_WHAT YOU WILL DO_:
Reproduce verbatim the lines from the records below, starting with the line that contains "In this exercise you will locate the dark suit" and continuing through the line that contains "<point>389,173</point>", both included.

_DATASET ENTRIES_:
%%
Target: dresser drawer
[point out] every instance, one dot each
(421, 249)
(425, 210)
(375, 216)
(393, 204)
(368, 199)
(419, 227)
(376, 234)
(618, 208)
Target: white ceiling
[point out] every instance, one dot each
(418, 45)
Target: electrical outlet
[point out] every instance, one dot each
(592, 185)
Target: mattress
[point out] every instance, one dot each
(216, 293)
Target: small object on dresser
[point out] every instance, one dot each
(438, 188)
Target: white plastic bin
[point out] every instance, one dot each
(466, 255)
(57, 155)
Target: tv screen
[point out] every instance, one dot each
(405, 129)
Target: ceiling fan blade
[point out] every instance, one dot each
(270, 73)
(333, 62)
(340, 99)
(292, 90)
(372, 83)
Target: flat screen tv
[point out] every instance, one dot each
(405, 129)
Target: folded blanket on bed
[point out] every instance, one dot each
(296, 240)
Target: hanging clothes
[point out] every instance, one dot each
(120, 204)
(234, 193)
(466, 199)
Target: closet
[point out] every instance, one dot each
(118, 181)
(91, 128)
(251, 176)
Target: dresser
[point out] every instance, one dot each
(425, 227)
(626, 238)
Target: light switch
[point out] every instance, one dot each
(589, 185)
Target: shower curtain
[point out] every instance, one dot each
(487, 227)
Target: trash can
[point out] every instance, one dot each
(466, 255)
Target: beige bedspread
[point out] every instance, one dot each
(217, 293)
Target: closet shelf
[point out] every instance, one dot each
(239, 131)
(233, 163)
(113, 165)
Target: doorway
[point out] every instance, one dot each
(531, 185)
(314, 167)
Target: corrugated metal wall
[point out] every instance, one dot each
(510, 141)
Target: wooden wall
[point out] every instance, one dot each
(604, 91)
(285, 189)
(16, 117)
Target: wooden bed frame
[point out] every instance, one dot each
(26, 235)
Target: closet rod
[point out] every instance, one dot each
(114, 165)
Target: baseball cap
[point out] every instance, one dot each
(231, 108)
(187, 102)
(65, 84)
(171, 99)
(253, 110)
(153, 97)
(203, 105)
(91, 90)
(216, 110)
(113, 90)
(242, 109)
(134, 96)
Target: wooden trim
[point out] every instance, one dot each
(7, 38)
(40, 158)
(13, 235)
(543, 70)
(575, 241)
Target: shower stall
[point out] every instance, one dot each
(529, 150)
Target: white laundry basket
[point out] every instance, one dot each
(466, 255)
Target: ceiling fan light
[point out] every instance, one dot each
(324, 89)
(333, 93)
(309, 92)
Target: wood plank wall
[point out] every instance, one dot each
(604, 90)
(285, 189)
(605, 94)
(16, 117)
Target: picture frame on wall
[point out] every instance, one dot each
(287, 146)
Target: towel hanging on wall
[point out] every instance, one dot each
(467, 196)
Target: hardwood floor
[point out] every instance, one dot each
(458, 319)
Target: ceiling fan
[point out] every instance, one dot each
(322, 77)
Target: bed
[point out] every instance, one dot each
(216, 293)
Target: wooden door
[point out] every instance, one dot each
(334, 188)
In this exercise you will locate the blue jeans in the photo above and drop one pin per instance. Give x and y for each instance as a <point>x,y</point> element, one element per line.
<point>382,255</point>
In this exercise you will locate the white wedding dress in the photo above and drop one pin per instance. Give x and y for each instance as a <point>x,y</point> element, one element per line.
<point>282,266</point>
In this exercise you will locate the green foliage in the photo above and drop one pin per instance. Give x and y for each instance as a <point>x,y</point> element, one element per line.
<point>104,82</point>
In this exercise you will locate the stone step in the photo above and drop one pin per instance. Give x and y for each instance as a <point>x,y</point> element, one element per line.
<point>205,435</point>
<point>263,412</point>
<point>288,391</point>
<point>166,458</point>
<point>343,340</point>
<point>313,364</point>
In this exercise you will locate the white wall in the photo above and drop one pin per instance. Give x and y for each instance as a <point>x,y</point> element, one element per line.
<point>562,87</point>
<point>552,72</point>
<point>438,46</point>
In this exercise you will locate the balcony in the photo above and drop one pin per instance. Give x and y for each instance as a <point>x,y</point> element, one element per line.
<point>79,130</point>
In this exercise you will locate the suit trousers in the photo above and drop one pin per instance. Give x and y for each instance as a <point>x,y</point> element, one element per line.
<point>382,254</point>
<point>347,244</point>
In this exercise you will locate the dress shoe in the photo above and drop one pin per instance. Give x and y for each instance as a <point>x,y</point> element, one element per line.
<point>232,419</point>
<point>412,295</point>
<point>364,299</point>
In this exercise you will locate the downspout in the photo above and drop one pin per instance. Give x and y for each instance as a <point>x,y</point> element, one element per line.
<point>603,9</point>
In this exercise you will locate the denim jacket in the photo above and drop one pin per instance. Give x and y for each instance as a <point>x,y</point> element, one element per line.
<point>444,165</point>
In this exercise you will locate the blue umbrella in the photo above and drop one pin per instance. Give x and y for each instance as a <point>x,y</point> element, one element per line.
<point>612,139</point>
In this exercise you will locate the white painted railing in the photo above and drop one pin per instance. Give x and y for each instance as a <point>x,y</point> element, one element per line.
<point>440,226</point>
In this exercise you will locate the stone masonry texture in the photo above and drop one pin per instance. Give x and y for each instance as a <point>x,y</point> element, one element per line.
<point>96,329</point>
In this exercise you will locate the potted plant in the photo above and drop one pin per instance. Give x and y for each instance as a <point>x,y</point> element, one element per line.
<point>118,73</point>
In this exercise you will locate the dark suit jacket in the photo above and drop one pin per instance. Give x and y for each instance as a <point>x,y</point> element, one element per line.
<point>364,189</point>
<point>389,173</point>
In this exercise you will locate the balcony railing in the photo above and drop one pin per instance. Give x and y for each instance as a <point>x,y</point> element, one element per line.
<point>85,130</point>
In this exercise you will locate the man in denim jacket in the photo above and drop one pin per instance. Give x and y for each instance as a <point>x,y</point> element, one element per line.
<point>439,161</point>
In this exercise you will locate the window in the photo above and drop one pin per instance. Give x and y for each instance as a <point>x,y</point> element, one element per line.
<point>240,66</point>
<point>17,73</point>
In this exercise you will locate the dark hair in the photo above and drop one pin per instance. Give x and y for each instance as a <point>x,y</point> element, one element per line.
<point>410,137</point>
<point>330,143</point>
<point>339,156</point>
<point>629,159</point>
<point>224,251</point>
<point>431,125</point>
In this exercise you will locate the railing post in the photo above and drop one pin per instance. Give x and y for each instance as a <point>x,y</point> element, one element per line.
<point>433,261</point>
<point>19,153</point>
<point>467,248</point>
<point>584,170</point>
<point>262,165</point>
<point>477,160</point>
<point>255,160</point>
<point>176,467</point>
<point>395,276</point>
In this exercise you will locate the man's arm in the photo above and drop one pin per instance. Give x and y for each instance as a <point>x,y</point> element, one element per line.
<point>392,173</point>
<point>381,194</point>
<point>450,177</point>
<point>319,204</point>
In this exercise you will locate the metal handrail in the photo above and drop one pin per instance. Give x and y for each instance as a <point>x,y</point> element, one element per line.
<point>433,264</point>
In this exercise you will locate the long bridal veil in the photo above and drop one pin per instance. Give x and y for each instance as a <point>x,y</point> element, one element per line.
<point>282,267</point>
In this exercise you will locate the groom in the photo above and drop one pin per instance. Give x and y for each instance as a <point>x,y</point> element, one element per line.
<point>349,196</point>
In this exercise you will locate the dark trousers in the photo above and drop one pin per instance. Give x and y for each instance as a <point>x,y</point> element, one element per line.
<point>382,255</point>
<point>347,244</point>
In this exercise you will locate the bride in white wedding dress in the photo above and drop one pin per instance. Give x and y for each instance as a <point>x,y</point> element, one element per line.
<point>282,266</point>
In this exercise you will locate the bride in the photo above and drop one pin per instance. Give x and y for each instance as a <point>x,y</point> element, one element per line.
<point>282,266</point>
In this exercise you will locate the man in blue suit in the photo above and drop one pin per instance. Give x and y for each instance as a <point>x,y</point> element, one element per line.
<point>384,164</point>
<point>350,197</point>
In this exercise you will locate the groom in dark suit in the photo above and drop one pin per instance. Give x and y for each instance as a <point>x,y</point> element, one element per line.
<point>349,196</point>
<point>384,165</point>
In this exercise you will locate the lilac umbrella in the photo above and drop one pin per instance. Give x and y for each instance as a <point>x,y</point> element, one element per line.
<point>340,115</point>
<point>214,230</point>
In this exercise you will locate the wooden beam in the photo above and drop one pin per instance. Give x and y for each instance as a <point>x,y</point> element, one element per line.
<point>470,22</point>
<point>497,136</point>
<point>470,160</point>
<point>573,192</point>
%%
_SOLVED PROBLEM_:
In this exercise you will locate the dark suit jacket in the photo above and drop one pin per instance. Give x and y for each instance as a <point>x,y</point> element, one element per line.
<point>364,189</point>
<point>389,173</point>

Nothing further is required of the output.